» EXERCISE AIM
Should an entry contain an image, leave the image out and repeat the entry's text exactly.

BEGIN RECORDS FOR THE TASK

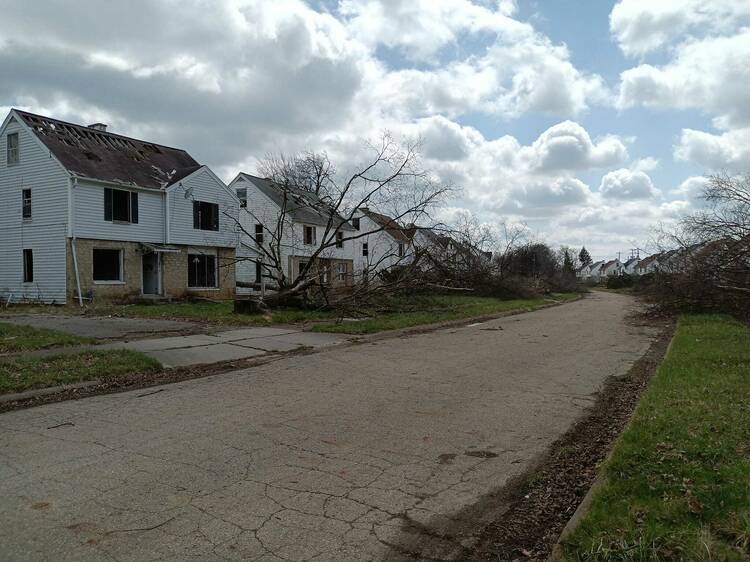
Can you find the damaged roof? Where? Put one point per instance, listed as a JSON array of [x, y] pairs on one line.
[[388, 224], [303, 206], [91, 153]]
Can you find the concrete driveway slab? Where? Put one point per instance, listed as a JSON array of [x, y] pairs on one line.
[[346, 454], [102, 327]]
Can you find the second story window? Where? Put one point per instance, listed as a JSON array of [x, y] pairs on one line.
[[205, 215], [120, 205], [13, 150], [26, 204], [309, 235]]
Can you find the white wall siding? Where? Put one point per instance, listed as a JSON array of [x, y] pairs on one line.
[[202, 186], [45, 232], [88, 211]]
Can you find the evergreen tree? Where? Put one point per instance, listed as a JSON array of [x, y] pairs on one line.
[[584, 257]]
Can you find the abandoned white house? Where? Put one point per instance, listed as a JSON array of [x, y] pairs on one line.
[[384, 243], [91, 214], [281, 228]]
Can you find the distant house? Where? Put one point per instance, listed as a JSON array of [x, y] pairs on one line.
[[292, 222], [384, 243], [93, 215], [611, 268]]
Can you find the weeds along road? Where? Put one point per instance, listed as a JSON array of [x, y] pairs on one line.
[[357, 453]]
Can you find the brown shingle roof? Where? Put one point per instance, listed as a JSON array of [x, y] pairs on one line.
[[99, 155]]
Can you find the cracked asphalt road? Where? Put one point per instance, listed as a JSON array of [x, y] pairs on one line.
[[354, 453]]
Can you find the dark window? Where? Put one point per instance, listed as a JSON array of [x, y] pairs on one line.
[[120, 205], [28, 266], [107, 265], [205, 216], [26, 196], [201, 271], [242, 196], [12, 149], [309, 235]]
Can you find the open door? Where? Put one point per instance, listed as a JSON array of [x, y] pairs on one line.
[[151, 274]]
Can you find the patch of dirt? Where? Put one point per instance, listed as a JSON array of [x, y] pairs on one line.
[[523, 520]]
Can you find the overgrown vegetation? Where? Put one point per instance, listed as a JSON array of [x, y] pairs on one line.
[[23, 373], [419, 310], [676, 486], [15, 338]]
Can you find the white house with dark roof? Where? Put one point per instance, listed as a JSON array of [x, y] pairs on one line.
[[282, 227], [90, 214]]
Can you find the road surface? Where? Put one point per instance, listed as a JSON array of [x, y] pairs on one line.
[[354, 453]]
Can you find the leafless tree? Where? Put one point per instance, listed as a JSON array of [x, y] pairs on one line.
[[392, 180]]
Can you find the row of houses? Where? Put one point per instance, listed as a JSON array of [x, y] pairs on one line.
[[603, 269], [89, 214]]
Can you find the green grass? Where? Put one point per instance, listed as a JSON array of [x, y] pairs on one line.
[[677, 486], [15, 338], [215, 312], [19, 374], [420, 310]]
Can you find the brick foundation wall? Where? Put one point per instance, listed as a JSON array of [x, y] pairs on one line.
[[174, 273]]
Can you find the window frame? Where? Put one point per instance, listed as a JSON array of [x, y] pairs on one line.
[[198, 216], [26, 204], [28, 265], [120, 267], [15, 151], [112, 193], [313, 239], [206, 257]]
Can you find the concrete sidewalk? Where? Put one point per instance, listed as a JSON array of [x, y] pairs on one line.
[[198, 349]]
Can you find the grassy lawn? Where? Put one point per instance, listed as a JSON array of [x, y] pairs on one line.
[[677, 485], [217, 312], [419, 310], [25, 373], [15, 338]]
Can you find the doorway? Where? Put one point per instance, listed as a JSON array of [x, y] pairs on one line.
[[151, 274]]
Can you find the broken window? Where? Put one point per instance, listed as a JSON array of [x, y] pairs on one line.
[[341, 271], [120, 205], [107, 265], [28, 266], [26, 205], [12, 149], [309, 235], [205, 215], [201, 271]]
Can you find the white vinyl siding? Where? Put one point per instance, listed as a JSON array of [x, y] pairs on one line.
[[88, 206], [202, 186], [45, 235]]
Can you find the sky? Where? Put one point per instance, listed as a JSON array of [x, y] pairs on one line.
[[590, 121]]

END RECORDS FOR THE TASK

» ANSWER TO THIS PROBLEM
Can you find the damaged roof? Where? Put one point per instance, listed as a JSON array of [x, y] pairs on one line.
[[388, 224], [303, 206], [91, 153]]
Can you find the concrete driveway slab? Where? Put one point per instance, listed as a JSON array of [x, y] pairs on one line.
[[346, 454], [102, 327]]
Can you find the second story window? Where? Put one point per instance, listed as a JSON array of [x, y] pairs on one line.
[[205, 215], [120, 205], [13, 150], [26, 204], [309, 235]]
Can you find the white wall siding? Where? Put one point per instance, listed as a JSON array of [x, y] pairs on one line.
[[202, 186], [45, 232], [88, 211]]
Can you find the evergreen tree? Where? Put one point per instance, listed as a JSON array of [x, y] pairs on one line.
[[584, 257]]
Can you find the abandoned white house? Where? Put one point per instance, listed as a JSON array of [x, y] pairs on one line.
[[384, 243], [91, 214], [281, 228]]
Can you find the distant house? Where? Put one point per instance, listed as a JSON array of [x, y] pairs on one line.
[[292, 222], [384, 243], [93, 215], [611, 268]]
Can you find the weeds along road? Where? Put one point per instance, listed as a JSON array of [x, y] pairs on one line.
[[357, 453]]
Can you find the brown shingle roof? Where? Put one point per instance, listed as a JSON array of [x, y] pairs on one line.
[[99, 155]]
Can you find the cracked asphalt road? Where? Put one point per instance, listed as a JSON array of [x, y] pairs on one line.
[[354, 453]]
Can you find the dark window? Where? Put one point per instance, listed as a JSON array of [x, y] pairs on one line.
[[120, 205], [28, 266], [107, 265], [205, 216], [26, 196], [201, 271], [242, 196], [12, 149], [309, 235]]
Can you find the open door? Where? Put one point per instance, listed as a JSON array of [x, y] pairs on one line.
[[151, 274]]
Can you find the patch of dirt? Where? Put one point per instance, listed as a JSON array of [x, y] pairs on one line.
[[523, 520]]
Can you find the overgrown vegetation? Where? Put one point per instance, listed as a JSON array of [x, y] pairs on one line.
[[23, 373], [419, 310], [676, 486], [15, 338]]
Can you find the white house with dark roof? Where? Put one point per instance, listed as a JSON array of [x, y] pairs on one line.
[[282, 227], [90, 214]]
Can you find the road surface? Where? Put one point per instance, listed as a JSON array of [x, y] pairs on one line.
[[354, 453]]
Can you find the leafless tree? Where? Put one point per instance, listed as a JSON array of [x, y] pairs on one line.
[[392, 180]]
Can you find the row of houses? Where? Put one point per instance, listed as a JSON array of [x, y] pairs on one line.
[[603, 269], [89, 214]]
Can you find the green grass? Where? Put one point per instance, listed as a JSON array of [x, y] pairs on one line.
[[677, 486], [15, 338], [215, 312], [19, 374], [420, 310]]
Can you find the brick foundation wall? Where? Put one point per instance, listed as a JSON array of [x, y] pairs on one line.
[[174, 273]]
Can you find the window frame? Where? Put one point per instance, listed as a JSON array of [x, y] pairs on one line.
[[198, 216], [26, 204], [28, 265], [120, 267], [15, 151], [112, 193], [313, 239], [206, 257]]
Can you find the concrete sidewalk? Where? Put one point per instance, listed as a JSON array of [x, y] pairs on one line.
[[198, 349]]
Can you find the grassy lawn? Where? Put one point per instance, listed as a JSON array of [x, y] pairs on one line.
[[677, 485], [217, 312], [419, 310], [25, 373], [15, 338]]
Can you find the doorway? Where? Put one point per instance, listed as a JSON array of [x, y] pairs on one line.
[[151, 274]]
Can you find the broken window? Where? Put one point per instance, listed as a JSON array of [x, y] pairs on one line.
[[341, 271], [120, 205], [107, 265], [28, 266], [26, 205], [12, 149], [309, 235], [205, 215], [201, 271]]
Can you find the white vinyl siding? Where? Put one point per instance, listed as a JSON array of [x, y] pairs on one line.
[[88, 206], [202, 186], [45, 235]]
Can you find the sky? Where? Put one point per instance, listed as a JSON array of [x, y] pairs on one line.
[[590, 121]]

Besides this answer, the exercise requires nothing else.